----- Provided passage
Editorial illustration for coverage of Aurora, a system designed to improve speculative decoding and AI inference in real time.
Running large language models at scale is expensive. Serving a frontier model to millions of users requires enormous compute, and even small reductions in latency can have an outsized impact on both user experience and cost.
One of the most promising ways to improve inference efficiency is speculative decoding. In that setup, a smaller, faster draft model proposes tokens that a larger target model then verifies in parallel. When the draft model is well matched to the target, the result can be a meaningful increase in throughput without changing the final output. Paper
The problem is that draft models do not stay optimal for long. Traffic patterns shift, models get repurposed, and a speculator trained offline can drift away from what production workloads actually look like. Aurora, a new system described in a 2026 paper by researchers including contributors affiliated with Together AI and Stanford, takes a different approach: instead of retraining a speculator offline every so often, it updates the draft model continuously from live inference traces while serving remains online. arXiv
The Core Idea: Turn Serving Into Training
Aurora reframes speculative decoding as a joint learning-and-serving problem. In the system, the draft model acts like a policy, while the target model and token-verification process provide the feedback signal. Accepted tokens act as positive feedback; rejected proposals become an implicit training signal that helps the draft model better match the target over time. Paper
That creates a practical flywheel: every production request can help improve the speculator. Instead of relying on a traditional offline pipeline with data collection, distillation, and scheduled retraining, Aurora tries to learn directly from real traffic as it happens. Paper
How Aurora Works
Aurora splits the system into two decoupled components.
----------
----- Dataset extract
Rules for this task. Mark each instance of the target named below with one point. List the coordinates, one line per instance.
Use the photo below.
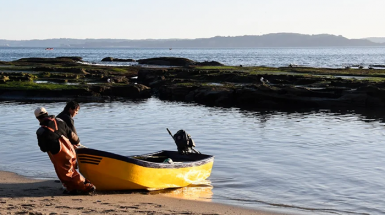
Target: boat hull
(108, 171)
----------
• _Requirement 1_
Read statements (a), (b), and (c) about the article on Aurora. For each, say yes or no depending on whether it agrees with the article, and quote the words from the article that decide it.
(a) In speculative decoding, the larger target model proposes tokens and a smaller model checks them.
(b) Aurora updates its draft model while serving stays online.
(c) Aurora throws away rejected proposals without using them.
• _Requirement 2_
Go on with the article on Aurora, starting right after its last sentence.

• _Exercise result 1_
(a) No: "a smaller, faster draft model proposes tokens that a larger target model then verifies in parallel."
(b) Yes: "it updates the draft model continuously from live inference traces while serving remains online."
(c) No: "rejected proposals become an implicit training signal that helps the draft model better match the target over time."

• _Exercise result 2_
The inference server runs speculative decoding on top of an SGLang-based serving stack. The draft model proposes candidate tokens, the target model verifies them, and the system records accepted and rejected proposals together with the hidden-state information needed for training. Project page
The training server reads from that stream asynchronously, updates a copy of the draft model, and periodically hot-swaps improved weights back into the inference system without interrupting serving. According to the authors, this lets Aurora adapt the speculator continuously while requests are still flowing through production. Project page
The broader point is not just speed. Aurora is designed to reduce the mismatch between how speculators are trained and how they are actually used in deployment. The paper argues that this mismatch is one of the main reasons offline speculative pipelines degrade over time. Paper
The Reported Performance
The headline results are notable.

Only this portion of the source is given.